» **SUPPLIED PASSAGE**:
----
The Cross as Revelatory Moment


I’ve been teaching my way through St. Paul’s letter to the Galatians this Lent. My close reading of Paul’s argument reminds me of the centrality of the Cross to Paul’s theology. For Paul, the crucifixion of the Messiah is the singular, universal, apocalyptic revelation of God’s Kingdom.

Here’s a bit from Gil Bailie, a person deeply influenced by Rene Girard’s work, that makes much the same point but does so in the larger context of what the Cross teaches from a Giradian viewpoint:

If, as Paul insisted, the Cross is at the center of the Christian message, both Christianity’s emancipatory claims and its claim of universal relevance would seem to depend on whether or not collective violence of the kind structurally indistinguishable from that involved in the crucifixion is the linchpin of human delusion. Moreover, seen through the eyes of open-minded nonbelievers, it’s difficult to think of how else such claims could be sustained. Of course, one of the main reasons we have missed the gospel’s universality and tarnished its universal claims in the eyes of others is that we have tended to appropriate it in such parochial ways. The surest way to miss the link between the cure (the crucifixion and its aftereffects) and the disease (the structures of scapegoating violence upon which all human social arrangements have depended) is to read the passion story with an eye to locating and denouncing those most responsible for it. There is a deep irony in this. The fact that we automatically search the text — or the world outside the text — for culprits on whom to blame the crucifixion is proof that we are one of the culprits, for the crucifixion was demanded by those determined to find a culprit to blame or punish or expel. Responsibility for the crucifixion and the system of sacred or scapegoating violence it epitomizes — is to be borne either by all of us or by only some of us. If the responsibility belongs only to some of us, those who bear responsibility deserve the contempt of those who do not, and we are back in a world of religious categories and sacred violence. The crucifixion’s anthropological significance is lost if responsibility for its violence is shifted from all to some. To lay the blame on the Pharisees or the Jews is to undermine the universal meaning of the crucifixion in favor of the familiar finger-pointing theory of human wickedness.
----
» **RAW DATA**:
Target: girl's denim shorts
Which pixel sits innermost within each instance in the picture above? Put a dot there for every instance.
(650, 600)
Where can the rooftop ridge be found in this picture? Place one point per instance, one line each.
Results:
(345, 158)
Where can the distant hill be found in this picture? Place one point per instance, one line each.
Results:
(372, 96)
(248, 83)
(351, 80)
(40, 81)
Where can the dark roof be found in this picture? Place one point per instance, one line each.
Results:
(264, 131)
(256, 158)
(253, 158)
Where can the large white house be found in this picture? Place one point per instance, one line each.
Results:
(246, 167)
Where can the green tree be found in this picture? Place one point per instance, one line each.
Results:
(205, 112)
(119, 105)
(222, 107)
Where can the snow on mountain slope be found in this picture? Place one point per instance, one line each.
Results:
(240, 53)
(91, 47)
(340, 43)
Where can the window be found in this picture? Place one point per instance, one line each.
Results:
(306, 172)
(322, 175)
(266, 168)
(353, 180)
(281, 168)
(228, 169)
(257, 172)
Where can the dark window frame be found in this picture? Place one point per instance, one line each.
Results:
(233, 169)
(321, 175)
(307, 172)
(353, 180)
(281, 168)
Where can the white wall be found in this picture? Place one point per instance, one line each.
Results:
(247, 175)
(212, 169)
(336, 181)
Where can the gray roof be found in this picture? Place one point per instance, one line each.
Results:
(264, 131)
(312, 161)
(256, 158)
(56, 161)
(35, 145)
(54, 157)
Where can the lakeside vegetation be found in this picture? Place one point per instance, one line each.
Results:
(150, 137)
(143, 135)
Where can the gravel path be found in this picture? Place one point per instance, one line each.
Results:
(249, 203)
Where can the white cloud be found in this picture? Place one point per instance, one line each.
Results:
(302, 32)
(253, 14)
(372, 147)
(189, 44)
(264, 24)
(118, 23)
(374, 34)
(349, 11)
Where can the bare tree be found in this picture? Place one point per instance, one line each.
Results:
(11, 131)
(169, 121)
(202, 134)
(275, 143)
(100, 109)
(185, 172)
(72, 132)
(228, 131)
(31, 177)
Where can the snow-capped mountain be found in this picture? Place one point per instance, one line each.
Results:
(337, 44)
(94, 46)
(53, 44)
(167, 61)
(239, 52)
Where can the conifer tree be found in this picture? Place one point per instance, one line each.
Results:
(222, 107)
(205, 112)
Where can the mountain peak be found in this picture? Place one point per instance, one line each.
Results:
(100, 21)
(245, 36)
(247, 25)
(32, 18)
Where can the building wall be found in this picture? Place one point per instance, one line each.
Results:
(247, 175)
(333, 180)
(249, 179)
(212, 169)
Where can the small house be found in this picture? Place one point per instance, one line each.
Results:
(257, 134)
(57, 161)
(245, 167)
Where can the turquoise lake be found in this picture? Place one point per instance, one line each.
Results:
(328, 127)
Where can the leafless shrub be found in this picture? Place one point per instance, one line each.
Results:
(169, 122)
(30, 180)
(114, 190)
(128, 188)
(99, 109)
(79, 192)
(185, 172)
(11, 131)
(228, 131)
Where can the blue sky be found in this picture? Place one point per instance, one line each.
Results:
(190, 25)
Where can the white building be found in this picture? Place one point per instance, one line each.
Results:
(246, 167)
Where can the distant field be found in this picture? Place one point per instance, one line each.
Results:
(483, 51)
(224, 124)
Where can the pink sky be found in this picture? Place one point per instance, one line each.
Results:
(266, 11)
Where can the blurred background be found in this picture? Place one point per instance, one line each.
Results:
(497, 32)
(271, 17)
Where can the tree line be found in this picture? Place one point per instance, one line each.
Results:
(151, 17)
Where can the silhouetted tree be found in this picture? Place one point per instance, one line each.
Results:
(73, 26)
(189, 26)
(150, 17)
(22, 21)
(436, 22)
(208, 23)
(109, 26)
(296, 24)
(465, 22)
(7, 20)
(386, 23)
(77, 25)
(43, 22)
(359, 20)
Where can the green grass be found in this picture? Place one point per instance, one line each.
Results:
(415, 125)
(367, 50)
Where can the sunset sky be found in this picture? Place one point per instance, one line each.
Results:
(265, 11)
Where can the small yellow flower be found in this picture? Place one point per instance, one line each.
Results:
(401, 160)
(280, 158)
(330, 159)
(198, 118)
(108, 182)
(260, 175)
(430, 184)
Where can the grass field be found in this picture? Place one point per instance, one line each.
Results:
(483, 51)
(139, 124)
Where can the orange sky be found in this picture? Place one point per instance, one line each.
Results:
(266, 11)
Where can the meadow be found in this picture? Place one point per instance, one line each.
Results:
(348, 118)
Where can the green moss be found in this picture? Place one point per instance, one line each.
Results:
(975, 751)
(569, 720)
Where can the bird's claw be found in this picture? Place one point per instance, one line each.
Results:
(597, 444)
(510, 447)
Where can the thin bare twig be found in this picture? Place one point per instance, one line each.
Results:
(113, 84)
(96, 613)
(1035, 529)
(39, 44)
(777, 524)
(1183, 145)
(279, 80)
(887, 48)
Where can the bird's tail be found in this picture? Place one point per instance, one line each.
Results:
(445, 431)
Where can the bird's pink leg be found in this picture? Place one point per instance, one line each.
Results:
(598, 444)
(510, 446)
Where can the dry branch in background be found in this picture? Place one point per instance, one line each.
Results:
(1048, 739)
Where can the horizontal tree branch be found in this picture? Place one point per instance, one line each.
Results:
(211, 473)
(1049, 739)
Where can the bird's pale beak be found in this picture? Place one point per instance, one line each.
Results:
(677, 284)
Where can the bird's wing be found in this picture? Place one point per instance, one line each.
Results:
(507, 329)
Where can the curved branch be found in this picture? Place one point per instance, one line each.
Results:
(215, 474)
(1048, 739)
----
» **WHAT THIS TASK INVOLVES**:
Reproduce verbatim the portion of the passage on the Cross between "I’ve been teaching" and "of God’s Kingdom.", inclusive.

» **FINISHED EXERCISE**:
I’ve been teaching my way through St. Paul’s letter to the Galatians this Lent. My close reading of Paul’s argument reminds me of the centrality of the Cross to Paul’s theology. For Paul, the crucifixion of the Messiah is the singular, universal, apocalyptic revelation of God’s Kingdom.